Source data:

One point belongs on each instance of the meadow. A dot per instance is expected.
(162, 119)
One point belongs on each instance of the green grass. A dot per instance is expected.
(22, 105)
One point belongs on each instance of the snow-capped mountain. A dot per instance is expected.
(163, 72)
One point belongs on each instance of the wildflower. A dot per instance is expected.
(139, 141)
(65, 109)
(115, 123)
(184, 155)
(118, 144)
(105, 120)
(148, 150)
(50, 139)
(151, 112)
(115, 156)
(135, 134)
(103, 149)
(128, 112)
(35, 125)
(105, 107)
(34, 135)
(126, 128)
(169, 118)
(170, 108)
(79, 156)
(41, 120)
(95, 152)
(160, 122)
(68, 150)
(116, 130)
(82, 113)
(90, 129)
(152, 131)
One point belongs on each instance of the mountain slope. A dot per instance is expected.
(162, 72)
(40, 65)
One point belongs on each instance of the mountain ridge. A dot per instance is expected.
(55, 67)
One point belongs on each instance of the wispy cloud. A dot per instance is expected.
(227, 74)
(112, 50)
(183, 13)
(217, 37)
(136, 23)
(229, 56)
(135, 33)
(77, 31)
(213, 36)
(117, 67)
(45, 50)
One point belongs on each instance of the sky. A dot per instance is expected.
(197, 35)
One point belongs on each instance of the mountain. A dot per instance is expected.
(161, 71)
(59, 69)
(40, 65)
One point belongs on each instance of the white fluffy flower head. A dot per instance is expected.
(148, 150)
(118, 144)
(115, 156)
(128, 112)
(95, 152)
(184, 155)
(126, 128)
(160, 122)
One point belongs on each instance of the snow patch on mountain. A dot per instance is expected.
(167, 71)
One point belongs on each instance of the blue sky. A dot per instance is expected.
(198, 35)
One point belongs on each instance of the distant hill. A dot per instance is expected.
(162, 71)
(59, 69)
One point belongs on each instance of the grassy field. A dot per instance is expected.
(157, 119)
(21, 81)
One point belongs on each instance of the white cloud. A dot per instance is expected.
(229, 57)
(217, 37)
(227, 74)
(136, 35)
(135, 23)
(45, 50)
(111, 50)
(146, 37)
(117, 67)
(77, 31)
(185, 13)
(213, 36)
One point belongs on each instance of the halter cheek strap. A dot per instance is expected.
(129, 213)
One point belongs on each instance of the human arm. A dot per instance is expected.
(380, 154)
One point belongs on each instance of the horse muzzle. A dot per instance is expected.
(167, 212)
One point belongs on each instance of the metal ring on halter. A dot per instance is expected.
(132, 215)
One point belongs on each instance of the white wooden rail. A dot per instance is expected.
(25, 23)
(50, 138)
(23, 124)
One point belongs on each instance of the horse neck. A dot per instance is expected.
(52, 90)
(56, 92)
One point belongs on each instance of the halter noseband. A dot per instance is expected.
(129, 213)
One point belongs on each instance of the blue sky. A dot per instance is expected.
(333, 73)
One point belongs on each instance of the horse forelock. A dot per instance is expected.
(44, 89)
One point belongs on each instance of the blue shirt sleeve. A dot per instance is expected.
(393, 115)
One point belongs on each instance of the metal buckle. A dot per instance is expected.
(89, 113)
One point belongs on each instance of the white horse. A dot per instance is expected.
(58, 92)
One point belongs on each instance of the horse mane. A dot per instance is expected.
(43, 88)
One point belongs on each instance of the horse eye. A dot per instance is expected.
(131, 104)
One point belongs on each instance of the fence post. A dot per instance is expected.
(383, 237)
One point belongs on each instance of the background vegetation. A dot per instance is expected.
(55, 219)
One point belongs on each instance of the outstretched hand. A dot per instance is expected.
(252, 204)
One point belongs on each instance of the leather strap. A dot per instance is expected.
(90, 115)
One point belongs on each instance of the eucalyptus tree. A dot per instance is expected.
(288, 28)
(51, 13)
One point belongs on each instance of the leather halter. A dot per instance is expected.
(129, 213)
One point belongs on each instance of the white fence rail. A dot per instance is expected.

-- Exercise requirements --
Top to bottom, the records above must be output exactly.

-- Solution --
One point belongs on each instance of the meadow. A dot per instance is expected.
(162, 119)
One point belongs on each instance of the green grass. A dot per instance is expected.
(22, 105)
One point belongs on each instance of the snow-capped mountain. A dot per instance is expected.
(163, 72)
One point belongs on each instance of the wildflower. A dot per instance is expected.
(139, 141)
(65, 109)
(115, 123)
(184, 155)
(118, 144)
(105, 120)
(148, 150)
(50, 139)
(151, 112)
(115, 156)
(135, 134)
(103, 149)
(128, 112)
(35, 125)
(105, 107)
(34, 135)
(126, 128)
(169, 118)
(170, 108)
(79, 156)
(41, 120)
(95, 152)
(160, 122)
(68, 150)
(116, 130)
(82, 113)
(90, 129)
(152, 131)
One point belongs on each instance of the mountain slope. A dot per instance is expected.
(162, 72)
(40, 65)
One point belongs on each instance of the mountain ridge. A dot per instance is expected.
(55, 67)
One point belongs on each instance of the wispy cloud. A dot per instance is expected.
(227, 74)
(112, 50)
(183, 13)
(217, 37)
(136, 23)
(229, 56)
(135, 33)
(77, 31)
(213, 36)
(117, 67)
(45, 50)
One point belongs on each instance of the sky. A dot per instance is expected.
(197, 35)
One point belongs on each instance of the mountain. A dot per instance is expected.
(161, 71)
(59, 69)
(40, 65)
One point belongs on each instance of the white fluffy flower head. A dot per instance is expected.
(148, 150)
(118, 144)
(115, 156)
(128, 112)
(95, 152)
(184, 155)
(126, 128)
(160, 122)
One point belongs on each instance of the snow patch on mountain. A dot per instance is expected.
(167, 71)
One point belongs on each instance of the blue sky. A dot per instance is expected.
(198, 35)
One point belongs on each instance of the distant hill. A dot per instance is expected.
(162, 71)
(59, 69)
One point belongs on each instance of the grassy field. A dot per instance is expected.
(157, 119)
(21, 81)
One point belongs on each instance of the white cloud. A dot per instance is expected.
(229, 57)
(217, 37)
(227, 74)
(136, 35)
(135, 23)
(45, 50)
(111, 50)
(146, 37)
(117, 67)
(77, 31)
(185, 13)
(213, 36)
One point belongs on each instance of the halter cheek strap. A dot per instance is expected.
(129, 213)
One point belongs on each instance of the human arm. A dot per instance is expected.
(380, 154)
One point belongs on each instance of the horse muzzle. A dot per instance is expected.
(167, 212)
One point belongs on each instance of the metal ring on halter. A dot per instance is expected.
(132, 215)
One point belongs on each instance of the white wooden rail. A dot per instance is expected.
(25, 23)
(50, 138)
(23, 124)
One point belongs on each instance of the horse neck. A dot per instance is expected.
(52, 90)
(56, 92)
One point belongs on each instance of the halter noseband. A dot per instance is expected.
(129, 213)
One point belongs on each instance of the blue sky. A dot per instance is expected.
(333, 73)
One point belongs on each instance of the horse forelock. A dot per instance is expected.
(44, 89)
One point belongs on each instance of the blue shirt sleeve. A dot per instance is expected.
(393, 115)
One point belongs on each instance of the metal buckle. A dot per instance is expected.
(89, 113)
One point belongs on each instance of the white horse. A dot per instance is expected.
(58, 92)
One point belongs on each instance of the horse mane. A dot per instance is expected.
(43, 88)
One point belongs on each instance of the horse eye. A dot per instance is expected.
(131, 104)
One point belongs on each instance of the fence post. A dot per instance is expected.
(383, 237)
One point belongs on each instance of the background vegetation. A dot per instance is expected.
(55, 219)
One point belongs on each instance of the outstretched hand. A dot per instance is expected.
(252, 204)
One point belongs on each instance of the leather strap. A dot per instance is expected.
(90, 115)
One point belongs on each instance of the eucalyptus tree. A dot per instance is expected.
(288, 28)
(51, 13)
One point belongs on each instance of the leather halter. A dot per instance is expected.
(129, 213)
One point belongs on each instance of the white fence rail. A dot per instance is expected.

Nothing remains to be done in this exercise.